**Directions**
1. Answer these from the blog post:
(a) Which prescription drug lets the writer enjoy the fragrance in the air?
(b) What temperatures does the writer give for the orchards in bloom?
(c) What age is the writer's mother due to reach this July?
2. Please extract word for word the passage of the blog post that begins at the words "Time Rolls On" and stops after the words "rainy. And dim.".

**Document segment**
● ● ●

Monday, February 26, 2007

Time Rolls On

It's that time of year.

The air is LOADED with fragrance, which I am able to enjoy for the second year in 20, favor of the prescription drug "Astelin."

Astelin is my bosom buddy.

The orchards are rich in bloom, and the temps are moderate -- in the high 50's. What the harvest will be like, I don't know. It's warm enough for the bees to work the orchards, but it's been really rainy. And dim.

Do the bees go around in little black and yellow rain gear with flashlights?
A month ago, when ice was thick on the swimming pool, I kept telling myself, "Another month, and it will be Spring, and the almonds will be in bloom.

And now they are.

It's a bittersweet Spring, though. I just talked to my mother, who is due to be 82 this July. She was in good spirits, but recounted to me two different and rather disturbing tales.

Her weather has been below freezing, with snow and freezing rain befouling their town. She told me that she was still chilled through because she had decided to walk "out the road" to get some medical maintenance supplies this morning.

"Where did you have to walk, Mom?"

"Oh, I can't remember, but they didn't have what I needed, so I had to walk somewhere else. And then they sent me to another place. My goodness, I haven't had to walk beside the road for a long, long time."

● ● ●

**Stored data**
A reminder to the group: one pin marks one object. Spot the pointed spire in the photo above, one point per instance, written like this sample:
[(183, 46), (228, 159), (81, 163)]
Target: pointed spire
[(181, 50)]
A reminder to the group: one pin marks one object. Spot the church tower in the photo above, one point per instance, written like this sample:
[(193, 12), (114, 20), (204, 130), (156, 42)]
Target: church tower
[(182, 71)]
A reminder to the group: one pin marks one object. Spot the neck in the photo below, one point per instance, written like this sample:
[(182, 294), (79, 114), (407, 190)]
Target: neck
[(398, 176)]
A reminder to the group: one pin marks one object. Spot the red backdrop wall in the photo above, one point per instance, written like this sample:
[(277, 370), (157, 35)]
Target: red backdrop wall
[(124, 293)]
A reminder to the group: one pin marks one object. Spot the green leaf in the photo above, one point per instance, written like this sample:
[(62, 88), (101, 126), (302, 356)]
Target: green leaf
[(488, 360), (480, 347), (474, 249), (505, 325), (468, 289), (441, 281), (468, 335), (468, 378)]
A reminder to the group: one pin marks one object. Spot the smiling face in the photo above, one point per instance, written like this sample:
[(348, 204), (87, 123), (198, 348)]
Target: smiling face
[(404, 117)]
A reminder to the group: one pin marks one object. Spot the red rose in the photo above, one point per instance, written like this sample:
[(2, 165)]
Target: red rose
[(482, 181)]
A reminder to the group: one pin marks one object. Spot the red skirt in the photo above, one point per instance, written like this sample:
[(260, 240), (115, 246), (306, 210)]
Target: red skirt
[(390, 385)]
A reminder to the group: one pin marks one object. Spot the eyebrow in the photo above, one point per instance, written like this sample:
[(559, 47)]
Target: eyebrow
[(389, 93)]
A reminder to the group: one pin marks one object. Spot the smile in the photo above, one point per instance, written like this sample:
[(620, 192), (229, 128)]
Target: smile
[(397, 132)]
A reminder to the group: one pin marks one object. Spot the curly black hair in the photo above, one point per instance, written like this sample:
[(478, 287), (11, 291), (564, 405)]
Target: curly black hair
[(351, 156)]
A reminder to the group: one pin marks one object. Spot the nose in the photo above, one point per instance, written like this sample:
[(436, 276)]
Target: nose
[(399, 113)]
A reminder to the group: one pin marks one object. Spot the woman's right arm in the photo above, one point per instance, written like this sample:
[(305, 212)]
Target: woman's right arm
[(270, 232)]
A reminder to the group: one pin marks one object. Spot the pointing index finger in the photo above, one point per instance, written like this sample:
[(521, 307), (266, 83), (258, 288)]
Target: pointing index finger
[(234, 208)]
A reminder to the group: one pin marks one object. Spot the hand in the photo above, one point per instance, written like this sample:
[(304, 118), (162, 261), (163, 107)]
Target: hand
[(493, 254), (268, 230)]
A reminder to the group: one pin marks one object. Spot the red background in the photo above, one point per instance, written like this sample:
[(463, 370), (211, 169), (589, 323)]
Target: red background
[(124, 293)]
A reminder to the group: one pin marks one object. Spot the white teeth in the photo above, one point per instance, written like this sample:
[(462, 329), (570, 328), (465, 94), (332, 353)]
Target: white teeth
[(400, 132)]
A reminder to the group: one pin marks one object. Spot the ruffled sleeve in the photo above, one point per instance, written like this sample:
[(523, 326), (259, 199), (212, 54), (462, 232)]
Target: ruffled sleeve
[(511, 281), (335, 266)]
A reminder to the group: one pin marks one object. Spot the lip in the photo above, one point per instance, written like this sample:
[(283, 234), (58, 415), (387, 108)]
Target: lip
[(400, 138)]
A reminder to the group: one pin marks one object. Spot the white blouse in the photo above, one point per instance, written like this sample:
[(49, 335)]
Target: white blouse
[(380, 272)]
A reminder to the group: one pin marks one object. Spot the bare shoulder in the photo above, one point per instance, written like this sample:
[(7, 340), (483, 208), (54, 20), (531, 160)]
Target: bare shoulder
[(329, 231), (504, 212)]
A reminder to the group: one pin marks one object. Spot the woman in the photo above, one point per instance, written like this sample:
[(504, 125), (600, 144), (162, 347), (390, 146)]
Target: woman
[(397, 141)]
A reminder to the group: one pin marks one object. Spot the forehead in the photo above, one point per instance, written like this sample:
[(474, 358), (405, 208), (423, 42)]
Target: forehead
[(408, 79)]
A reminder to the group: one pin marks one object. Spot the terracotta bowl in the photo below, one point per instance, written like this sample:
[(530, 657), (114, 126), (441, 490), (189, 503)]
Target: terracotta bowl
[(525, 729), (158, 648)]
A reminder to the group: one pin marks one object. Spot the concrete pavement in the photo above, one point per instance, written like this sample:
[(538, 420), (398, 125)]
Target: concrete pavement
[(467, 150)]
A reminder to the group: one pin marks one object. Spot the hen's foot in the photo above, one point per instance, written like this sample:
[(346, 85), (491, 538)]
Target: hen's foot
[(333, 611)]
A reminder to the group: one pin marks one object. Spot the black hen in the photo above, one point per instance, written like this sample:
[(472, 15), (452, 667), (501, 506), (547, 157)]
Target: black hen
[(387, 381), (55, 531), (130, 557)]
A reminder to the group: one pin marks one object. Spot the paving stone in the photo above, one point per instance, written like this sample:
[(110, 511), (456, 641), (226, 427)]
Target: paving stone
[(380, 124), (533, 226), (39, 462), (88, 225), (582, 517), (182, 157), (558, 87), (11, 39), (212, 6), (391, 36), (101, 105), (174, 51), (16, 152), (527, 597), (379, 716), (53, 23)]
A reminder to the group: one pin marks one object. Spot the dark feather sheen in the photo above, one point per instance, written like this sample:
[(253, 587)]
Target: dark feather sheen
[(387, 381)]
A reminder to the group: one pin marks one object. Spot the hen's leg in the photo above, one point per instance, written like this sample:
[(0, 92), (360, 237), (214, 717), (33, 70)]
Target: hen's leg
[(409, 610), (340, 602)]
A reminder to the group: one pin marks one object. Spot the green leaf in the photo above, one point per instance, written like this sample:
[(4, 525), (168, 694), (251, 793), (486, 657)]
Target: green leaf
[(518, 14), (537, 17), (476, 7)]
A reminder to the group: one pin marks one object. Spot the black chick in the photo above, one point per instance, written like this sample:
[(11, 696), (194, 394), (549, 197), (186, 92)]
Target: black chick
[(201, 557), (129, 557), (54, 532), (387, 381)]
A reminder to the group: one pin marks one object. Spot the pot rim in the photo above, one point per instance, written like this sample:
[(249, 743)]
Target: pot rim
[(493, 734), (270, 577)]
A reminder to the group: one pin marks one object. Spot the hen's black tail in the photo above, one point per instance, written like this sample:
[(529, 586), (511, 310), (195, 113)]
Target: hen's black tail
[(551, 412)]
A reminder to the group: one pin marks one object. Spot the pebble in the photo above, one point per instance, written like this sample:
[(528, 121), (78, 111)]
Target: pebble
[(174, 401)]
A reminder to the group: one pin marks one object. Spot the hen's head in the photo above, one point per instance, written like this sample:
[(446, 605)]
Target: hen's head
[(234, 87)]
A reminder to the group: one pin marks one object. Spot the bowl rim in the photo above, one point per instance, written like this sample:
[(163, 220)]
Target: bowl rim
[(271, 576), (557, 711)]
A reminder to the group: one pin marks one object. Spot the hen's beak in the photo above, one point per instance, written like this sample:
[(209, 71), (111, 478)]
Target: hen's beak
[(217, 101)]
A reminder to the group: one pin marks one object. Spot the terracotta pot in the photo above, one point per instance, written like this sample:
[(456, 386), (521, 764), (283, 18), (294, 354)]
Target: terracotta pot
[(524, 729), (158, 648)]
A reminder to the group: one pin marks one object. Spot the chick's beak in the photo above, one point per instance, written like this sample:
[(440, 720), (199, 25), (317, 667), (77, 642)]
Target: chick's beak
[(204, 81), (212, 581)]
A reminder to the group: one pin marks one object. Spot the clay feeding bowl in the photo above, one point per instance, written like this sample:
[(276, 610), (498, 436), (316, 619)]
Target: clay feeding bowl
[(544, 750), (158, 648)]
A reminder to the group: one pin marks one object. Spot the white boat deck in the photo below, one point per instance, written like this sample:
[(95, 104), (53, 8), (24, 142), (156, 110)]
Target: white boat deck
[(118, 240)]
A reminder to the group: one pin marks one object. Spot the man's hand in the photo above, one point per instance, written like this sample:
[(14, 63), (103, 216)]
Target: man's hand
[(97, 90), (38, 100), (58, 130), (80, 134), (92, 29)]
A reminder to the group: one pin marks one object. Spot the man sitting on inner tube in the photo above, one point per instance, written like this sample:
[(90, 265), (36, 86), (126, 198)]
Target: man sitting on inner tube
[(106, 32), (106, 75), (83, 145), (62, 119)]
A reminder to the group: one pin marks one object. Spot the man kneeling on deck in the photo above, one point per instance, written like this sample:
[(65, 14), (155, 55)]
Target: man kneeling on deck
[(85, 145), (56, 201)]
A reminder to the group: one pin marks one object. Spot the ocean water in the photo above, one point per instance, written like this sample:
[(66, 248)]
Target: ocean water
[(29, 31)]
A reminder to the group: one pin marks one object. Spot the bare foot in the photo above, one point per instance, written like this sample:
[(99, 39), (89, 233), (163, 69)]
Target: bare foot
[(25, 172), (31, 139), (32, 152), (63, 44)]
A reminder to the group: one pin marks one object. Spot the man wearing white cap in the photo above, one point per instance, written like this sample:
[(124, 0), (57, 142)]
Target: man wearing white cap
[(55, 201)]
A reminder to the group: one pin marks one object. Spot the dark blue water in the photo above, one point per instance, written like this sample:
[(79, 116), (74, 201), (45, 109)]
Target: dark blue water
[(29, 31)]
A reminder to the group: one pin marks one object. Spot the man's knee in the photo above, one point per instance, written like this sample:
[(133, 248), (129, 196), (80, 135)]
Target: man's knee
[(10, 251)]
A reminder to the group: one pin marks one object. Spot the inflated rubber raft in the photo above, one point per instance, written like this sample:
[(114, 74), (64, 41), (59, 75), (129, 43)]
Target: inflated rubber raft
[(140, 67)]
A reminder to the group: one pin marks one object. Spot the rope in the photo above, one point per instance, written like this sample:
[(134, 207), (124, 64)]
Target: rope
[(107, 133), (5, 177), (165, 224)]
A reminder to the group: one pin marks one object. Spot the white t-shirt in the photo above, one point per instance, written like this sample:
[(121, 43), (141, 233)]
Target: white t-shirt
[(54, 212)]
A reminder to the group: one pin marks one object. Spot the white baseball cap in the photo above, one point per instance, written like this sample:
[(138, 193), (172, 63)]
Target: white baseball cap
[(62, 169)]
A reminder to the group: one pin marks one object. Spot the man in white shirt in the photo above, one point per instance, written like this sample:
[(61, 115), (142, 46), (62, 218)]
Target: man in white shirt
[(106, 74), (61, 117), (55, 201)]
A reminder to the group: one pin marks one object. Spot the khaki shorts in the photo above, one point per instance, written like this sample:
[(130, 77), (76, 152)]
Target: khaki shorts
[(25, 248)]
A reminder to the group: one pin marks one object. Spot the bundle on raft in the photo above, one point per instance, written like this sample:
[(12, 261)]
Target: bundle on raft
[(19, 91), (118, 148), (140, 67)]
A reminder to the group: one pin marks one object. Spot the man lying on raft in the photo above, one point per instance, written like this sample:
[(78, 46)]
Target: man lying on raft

● ● ●

**Results of the tasks**
1.
(a) Astelin
(b) In the high 50's
(c) 82

2.
Time Rolls On

It's that time of year.

The air is LOADED with fragrance, which I am able to enjoy for the second year in 20, favor of the prescription drug "Astelin."

Astelin is my bosom buddy.

The orchards are rich in bloom, and the temps are moderate -- in the high 50's. What the harvest will be like, I don't know. It's warm enough for the bees to work the orchards, but it's been really rainy. And dim.